--- Begin Records to use ---
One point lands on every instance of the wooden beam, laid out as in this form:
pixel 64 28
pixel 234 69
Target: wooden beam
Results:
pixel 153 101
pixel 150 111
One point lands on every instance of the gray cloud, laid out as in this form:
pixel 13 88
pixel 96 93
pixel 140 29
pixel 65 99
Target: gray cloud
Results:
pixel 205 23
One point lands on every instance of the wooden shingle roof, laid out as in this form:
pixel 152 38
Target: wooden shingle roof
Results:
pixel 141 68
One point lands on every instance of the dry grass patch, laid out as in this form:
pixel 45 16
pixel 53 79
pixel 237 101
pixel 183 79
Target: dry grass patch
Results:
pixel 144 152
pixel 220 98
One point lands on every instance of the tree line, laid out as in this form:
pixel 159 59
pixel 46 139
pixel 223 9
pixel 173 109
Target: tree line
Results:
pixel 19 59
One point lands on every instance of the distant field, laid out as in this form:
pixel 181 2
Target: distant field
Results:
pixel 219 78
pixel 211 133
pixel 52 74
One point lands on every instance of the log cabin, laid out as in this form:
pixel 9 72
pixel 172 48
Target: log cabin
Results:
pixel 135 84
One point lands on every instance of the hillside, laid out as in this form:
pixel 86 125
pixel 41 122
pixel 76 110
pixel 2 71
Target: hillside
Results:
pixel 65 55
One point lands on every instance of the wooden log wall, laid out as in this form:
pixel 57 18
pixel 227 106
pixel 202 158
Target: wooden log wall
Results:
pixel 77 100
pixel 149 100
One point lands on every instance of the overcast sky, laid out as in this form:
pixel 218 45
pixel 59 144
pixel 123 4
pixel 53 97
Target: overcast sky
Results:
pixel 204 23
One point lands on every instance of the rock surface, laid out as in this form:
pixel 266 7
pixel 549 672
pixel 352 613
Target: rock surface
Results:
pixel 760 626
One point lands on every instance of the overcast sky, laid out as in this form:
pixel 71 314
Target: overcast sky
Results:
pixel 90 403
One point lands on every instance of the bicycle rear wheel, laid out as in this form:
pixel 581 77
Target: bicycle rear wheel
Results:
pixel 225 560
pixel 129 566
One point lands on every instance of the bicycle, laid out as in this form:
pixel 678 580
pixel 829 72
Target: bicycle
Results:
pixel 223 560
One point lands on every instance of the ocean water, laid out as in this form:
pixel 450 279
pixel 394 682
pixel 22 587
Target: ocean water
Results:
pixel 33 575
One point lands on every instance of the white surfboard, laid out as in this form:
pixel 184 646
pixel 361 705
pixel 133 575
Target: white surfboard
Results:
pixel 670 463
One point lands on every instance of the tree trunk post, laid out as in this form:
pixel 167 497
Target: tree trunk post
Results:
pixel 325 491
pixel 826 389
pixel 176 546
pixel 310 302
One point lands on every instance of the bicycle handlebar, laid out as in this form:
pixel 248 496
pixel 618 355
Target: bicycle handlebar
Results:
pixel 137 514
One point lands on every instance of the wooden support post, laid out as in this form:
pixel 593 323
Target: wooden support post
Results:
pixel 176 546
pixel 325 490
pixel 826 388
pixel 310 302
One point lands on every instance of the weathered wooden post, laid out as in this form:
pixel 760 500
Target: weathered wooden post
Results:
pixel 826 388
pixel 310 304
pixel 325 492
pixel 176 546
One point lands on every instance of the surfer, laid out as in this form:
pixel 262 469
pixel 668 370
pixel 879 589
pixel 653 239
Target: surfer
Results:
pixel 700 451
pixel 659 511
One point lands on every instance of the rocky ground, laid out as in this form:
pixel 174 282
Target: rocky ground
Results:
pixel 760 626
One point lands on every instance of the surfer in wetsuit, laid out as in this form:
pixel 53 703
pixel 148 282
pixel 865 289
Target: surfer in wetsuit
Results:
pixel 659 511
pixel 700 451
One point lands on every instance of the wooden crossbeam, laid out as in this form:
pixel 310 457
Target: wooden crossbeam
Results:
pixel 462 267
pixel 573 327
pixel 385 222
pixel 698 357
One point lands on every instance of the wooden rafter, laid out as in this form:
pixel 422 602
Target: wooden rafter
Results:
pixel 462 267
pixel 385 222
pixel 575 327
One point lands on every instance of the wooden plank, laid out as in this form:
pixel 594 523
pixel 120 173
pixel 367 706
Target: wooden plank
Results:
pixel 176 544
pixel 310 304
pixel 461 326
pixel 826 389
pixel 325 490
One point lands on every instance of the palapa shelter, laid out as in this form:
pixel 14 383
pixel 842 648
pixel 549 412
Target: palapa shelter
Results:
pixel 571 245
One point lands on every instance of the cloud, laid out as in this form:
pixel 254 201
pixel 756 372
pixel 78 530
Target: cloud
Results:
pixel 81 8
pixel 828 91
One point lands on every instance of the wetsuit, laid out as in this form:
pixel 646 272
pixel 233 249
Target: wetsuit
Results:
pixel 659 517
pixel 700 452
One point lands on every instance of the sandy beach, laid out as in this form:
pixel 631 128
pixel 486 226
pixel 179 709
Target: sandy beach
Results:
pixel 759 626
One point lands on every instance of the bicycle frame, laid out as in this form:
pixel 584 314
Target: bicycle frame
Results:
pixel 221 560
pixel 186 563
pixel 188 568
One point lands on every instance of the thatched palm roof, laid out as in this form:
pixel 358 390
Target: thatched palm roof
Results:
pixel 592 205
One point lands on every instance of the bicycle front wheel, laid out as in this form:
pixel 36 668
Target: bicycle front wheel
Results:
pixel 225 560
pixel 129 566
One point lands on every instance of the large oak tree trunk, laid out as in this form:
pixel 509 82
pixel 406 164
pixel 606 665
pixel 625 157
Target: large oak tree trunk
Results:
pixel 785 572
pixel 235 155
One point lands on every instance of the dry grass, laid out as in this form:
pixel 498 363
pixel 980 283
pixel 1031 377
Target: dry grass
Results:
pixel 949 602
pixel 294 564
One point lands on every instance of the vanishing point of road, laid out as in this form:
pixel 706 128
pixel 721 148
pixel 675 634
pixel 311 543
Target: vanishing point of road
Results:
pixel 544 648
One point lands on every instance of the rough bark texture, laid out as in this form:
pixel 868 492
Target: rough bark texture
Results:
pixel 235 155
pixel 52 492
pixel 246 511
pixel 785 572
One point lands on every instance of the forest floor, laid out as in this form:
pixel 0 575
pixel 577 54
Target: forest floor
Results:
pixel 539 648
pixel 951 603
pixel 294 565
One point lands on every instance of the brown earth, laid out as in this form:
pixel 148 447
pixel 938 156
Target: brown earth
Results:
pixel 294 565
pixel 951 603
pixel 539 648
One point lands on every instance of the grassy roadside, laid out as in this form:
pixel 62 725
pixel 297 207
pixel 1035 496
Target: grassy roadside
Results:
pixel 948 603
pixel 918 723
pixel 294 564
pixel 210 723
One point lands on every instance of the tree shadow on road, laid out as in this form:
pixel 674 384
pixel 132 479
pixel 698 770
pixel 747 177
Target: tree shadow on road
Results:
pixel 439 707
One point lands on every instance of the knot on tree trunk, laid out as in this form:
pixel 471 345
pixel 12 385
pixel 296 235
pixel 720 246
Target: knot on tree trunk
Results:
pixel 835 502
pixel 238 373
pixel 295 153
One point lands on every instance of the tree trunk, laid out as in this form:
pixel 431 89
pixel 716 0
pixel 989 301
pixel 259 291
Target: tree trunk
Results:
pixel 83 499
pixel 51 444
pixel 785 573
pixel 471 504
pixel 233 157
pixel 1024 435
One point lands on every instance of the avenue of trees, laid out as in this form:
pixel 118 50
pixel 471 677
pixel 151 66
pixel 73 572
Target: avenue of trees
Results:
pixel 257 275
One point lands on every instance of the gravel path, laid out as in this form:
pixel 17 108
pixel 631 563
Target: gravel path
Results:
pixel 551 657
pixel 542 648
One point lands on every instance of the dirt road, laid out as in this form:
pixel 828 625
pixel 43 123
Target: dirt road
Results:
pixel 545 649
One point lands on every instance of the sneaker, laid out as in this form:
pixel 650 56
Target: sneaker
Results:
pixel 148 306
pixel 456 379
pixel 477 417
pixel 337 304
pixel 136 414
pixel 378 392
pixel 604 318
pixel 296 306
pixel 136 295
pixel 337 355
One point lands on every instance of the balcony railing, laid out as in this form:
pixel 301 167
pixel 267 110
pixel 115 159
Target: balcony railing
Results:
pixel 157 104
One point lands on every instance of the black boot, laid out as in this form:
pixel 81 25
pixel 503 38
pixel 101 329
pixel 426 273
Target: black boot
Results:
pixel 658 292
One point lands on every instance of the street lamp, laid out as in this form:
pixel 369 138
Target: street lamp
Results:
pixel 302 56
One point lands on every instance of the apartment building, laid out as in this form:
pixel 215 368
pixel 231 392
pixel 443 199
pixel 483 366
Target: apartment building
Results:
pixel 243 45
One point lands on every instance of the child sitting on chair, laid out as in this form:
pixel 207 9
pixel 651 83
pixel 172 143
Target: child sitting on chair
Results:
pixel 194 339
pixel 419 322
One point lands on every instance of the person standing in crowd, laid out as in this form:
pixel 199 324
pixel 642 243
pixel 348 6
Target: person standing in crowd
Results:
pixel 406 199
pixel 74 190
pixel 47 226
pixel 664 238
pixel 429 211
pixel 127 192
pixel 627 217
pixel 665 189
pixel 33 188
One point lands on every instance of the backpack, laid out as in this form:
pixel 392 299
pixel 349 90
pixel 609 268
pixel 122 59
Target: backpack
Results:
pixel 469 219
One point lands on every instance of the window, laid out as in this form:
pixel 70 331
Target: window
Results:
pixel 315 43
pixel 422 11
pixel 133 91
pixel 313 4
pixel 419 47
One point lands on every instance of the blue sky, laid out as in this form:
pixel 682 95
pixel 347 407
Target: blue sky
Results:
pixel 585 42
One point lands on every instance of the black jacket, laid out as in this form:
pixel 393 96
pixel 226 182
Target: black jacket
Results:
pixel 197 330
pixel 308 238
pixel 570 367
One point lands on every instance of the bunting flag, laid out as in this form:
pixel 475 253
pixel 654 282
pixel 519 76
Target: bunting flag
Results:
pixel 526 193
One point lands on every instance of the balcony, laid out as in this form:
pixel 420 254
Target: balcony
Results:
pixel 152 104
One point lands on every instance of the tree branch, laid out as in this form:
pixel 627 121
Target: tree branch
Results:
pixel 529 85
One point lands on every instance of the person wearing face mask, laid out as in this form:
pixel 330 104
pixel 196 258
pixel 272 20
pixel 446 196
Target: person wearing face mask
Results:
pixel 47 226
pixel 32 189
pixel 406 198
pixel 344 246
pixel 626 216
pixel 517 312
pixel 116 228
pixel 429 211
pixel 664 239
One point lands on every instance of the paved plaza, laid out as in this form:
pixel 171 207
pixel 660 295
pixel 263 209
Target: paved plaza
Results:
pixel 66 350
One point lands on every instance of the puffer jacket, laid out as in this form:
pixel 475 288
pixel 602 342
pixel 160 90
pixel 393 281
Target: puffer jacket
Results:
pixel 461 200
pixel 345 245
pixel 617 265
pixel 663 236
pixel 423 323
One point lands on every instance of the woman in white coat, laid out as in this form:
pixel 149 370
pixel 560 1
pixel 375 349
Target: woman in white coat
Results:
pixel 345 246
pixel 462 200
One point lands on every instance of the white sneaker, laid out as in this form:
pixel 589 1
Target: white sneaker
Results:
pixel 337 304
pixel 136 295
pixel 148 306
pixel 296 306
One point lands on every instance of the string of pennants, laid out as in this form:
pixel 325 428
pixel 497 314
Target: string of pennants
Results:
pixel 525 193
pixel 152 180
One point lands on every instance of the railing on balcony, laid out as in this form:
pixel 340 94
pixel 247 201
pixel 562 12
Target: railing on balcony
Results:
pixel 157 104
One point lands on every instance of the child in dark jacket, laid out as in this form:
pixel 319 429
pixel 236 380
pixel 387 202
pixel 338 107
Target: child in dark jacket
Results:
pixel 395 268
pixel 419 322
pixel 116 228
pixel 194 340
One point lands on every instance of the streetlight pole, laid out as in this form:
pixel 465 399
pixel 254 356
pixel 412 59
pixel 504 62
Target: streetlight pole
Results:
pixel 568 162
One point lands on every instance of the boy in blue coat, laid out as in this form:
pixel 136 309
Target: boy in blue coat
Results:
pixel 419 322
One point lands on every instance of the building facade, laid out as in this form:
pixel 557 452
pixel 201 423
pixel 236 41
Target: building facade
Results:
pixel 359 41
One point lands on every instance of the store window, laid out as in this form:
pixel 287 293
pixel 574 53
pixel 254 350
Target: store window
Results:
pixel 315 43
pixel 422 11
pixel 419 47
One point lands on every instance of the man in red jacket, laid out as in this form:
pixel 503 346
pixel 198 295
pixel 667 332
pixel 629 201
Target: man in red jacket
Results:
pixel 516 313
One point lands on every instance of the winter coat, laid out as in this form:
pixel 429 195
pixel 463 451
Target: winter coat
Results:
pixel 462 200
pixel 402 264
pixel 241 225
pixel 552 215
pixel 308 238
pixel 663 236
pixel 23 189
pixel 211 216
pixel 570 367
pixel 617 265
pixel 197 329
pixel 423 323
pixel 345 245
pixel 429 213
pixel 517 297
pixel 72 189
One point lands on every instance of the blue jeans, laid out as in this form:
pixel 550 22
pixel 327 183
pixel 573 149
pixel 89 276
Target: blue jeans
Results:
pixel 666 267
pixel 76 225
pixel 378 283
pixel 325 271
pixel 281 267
--- End Records to use ---
Task to carry out:
Rewrite the lines of the records starting at the one containing "One point lands on every instance of the person wearing" and ending at the one containing "pixel 664 239". Change "face mask" to "surgical mask" wherever it occurs in them, keeping all else the same.

The result:
One point lands on every instance of the person wearing surgical mask, laid out as in this form:
pixel 330 104
pixel 196 258
pixel 272 20
pixel 446 196
Target: person wearing surgical mask
Results:
pixel 47 226
pixel 32 189
pixel 406 198
pixel 344 246
pixel 626 216
pixel 517 312
pixel 116 228
pixel 429 211
pixel 664 239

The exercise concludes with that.